Take the part of the entries that opens with the line containing "instance, sample <point>327,702</point>." and closes with the line containing "<point>124,716</point>". Write out only those lines, renaming "distant farmland" as "far-off farmland" and leaving everything else unchanged.

--- START OF Records shown ---

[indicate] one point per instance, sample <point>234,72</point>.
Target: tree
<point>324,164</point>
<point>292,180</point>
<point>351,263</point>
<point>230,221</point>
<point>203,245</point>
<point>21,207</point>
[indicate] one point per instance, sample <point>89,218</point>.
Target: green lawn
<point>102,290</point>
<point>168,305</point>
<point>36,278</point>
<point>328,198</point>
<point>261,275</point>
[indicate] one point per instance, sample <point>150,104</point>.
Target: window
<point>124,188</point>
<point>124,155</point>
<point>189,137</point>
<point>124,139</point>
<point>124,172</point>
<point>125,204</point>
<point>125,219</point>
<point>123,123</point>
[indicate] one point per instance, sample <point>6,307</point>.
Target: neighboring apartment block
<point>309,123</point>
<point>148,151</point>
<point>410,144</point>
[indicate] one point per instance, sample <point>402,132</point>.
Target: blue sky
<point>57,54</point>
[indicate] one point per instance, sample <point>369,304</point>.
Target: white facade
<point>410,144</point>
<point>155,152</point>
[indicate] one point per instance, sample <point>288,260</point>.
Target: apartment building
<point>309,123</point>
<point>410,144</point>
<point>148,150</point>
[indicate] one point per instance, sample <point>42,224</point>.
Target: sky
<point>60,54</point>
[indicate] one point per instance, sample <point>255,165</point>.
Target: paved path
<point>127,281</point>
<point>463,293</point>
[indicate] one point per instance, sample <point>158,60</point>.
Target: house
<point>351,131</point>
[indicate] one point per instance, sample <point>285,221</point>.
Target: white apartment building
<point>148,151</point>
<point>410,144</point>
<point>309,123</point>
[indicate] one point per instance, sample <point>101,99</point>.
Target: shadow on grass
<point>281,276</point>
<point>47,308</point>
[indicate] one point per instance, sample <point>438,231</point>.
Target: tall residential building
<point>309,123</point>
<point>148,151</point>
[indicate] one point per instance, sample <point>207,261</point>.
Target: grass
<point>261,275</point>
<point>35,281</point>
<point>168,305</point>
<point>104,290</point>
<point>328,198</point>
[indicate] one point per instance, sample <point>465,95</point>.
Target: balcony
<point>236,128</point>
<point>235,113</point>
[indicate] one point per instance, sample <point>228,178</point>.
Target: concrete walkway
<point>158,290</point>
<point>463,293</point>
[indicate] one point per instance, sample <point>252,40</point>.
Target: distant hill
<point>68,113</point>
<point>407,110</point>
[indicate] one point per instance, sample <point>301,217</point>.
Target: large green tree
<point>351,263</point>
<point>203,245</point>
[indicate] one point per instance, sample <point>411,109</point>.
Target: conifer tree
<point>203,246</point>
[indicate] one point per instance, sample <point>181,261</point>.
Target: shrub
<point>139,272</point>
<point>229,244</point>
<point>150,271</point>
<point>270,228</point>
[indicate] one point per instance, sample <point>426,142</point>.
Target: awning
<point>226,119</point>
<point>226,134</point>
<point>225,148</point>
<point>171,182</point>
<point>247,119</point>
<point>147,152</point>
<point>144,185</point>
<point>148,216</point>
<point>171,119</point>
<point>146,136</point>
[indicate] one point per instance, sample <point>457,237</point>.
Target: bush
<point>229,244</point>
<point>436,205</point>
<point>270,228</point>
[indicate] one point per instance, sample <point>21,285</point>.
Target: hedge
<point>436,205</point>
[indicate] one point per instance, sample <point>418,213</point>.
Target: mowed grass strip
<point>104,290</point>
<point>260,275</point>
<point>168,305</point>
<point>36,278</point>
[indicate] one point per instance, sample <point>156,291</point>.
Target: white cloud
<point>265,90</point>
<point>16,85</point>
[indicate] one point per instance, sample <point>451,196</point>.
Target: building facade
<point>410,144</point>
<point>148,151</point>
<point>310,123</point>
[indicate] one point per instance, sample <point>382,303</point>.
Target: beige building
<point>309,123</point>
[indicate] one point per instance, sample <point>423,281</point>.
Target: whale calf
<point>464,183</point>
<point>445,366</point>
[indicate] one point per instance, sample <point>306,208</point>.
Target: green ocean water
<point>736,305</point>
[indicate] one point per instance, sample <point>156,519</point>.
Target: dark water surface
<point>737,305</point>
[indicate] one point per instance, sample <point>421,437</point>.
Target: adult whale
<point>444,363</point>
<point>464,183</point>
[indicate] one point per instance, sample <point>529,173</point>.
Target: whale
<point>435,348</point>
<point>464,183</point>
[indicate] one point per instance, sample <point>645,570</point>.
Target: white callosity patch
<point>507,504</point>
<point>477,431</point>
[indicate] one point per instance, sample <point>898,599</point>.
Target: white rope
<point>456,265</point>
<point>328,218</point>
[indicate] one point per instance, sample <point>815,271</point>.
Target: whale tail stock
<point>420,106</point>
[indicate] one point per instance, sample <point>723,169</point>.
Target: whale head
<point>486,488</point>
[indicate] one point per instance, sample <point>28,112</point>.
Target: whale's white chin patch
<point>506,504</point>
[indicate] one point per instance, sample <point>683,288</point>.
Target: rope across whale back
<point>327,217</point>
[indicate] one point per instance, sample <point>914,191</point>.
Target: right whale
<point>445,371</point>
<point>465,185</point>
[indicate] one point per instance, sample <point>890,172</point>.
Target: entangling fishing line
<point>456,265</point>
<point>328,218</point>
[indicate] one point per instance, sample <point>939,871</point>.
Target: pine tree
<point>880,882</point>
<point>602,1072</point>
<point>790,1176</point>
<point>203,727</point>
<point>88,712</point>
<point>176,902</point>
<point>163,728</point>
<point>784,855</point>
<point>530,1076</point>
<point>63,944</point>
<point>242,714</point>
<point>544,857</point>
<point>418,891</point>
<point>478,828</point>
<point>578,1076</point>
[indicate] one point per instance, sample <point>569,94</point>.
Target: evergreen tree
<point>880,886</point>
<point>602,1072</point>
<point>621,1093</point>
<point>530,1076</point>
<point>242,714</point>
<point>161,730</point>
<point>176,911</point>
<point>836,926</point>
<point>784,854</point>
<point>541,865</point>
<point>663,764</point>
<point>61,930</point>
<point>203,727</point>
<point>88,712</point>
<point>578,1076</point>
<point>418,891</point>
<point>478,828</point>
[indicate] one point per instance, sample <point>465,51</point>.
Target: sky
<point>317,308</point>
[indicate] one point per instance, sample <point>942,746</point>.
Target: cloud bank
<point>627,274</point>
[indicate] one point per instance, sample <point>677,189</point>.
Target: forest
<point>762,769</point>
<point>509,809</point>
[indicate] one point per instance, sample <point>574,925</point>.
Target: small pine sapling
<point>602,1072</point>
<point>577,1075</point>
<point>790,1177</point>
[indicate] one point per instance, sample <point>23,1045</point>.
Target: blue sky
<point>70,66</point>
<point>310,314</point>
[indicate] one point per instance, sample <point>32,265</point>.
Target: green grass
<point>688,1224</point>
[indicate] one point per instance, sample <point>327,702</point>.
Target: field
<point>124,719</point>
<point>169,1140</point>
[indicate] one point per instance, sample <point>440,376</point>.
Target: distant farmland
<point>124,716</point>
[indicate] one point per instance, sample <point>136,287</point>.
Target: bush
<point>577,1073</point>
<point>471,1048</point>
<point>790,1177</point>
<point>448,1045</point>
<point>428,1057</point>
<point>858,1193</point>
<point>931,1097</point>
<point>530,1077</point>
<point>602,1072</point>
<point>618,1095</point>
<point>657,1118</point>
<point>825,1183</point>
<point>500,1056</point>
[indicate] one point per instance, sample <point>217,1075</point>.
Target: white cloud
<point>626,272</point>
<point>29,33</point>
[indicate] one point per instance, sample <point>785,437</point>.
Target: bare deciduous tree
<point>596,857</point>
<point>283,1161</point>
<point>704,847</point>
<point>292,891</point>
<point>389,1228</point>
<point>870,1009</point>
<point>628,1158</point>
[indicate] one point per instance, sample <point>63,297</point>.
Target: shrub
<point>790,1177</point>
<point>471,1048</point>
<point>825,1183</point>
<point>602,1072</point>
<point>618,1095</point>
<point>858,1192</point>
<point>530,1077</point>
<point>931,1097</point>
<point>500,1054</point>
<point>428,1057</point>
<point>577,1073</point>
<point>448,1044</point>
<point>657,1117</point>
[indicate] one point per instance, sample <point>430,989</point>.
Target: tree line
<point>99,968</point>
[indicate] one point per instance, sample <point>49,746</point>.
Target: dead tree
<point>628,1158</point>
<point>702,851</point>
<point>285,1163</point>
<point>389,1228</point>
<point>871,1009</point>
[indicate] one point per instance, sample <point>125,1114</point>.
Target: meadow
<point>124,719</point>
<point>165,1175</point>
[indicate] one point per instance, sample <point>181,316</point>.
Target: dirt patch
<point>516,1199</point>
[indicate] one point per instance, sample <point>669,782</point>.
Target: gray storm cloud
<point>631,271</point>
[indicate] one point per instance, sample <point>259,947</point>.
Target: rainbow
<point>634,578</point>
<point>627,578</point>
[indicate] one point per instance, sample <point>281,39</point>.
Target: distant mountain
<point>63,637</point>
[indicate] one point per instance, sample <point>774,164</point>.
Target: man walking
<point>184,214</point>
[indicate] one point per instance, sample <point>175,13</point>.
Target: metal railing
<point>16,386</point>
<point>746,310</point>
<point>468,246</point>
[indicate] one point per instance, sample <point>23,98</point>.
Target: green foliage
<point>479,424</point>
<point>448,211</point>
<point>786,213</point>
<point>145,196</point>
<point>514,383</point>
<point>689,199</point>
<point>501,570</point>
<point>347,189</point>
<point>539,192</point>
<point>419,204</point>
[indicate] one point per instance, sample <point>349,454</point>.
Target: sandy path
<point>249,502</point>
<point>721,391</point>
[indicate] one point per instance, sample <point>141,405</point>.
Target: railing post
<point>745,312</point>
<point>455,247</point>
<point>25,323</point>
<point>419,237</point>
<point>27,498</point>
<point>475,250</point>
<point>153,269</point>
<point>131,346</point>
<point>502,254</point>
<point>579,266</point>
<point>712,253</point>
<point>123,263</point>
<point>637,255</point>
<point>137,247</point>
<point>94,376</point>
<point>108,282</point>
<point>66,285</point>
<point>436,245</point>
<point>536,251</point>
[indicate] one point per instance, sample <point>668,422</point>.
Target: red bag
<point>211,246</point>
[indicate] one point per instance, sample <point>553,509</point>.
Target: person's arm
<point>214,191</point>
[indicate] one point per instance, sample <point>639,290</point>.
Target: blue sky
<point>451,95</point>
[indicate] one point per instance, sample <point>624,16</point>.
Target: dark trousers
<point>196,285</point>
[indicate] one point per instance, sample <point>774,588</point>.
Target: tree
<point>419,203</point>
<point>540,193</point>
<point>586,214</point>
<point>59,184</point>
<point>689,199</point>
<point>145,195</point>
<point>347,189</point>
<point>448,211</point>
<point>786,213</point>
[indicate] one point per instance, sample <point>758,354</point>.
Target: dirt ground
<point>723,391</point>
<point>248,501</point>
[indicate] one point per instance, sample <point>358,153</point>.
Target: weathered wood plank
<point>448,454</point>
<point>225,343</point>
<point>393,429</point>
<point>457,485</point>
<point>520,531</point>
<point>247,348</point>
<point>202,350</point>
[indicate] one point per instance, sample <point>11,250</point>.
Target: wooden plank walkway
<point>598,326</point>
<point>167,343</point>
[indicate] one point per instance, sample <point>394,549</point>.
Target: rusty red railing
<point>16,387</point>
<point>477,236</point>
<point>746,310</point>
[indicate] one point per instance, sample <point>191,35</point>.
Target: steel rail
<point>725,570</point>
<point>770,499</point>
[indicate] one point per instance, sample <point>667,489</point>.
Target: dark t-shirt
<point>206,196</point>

--- END OF Records shown ---

— Full output —
[indicate] one point per instance, sample <point>327,702</point>.
Target: field
<point>124,719</point>
<point>169,1140</point>
[indicate] one point per instance, sample <point>440,376</point>.
Target: far-off farmland
<point>124,716</point>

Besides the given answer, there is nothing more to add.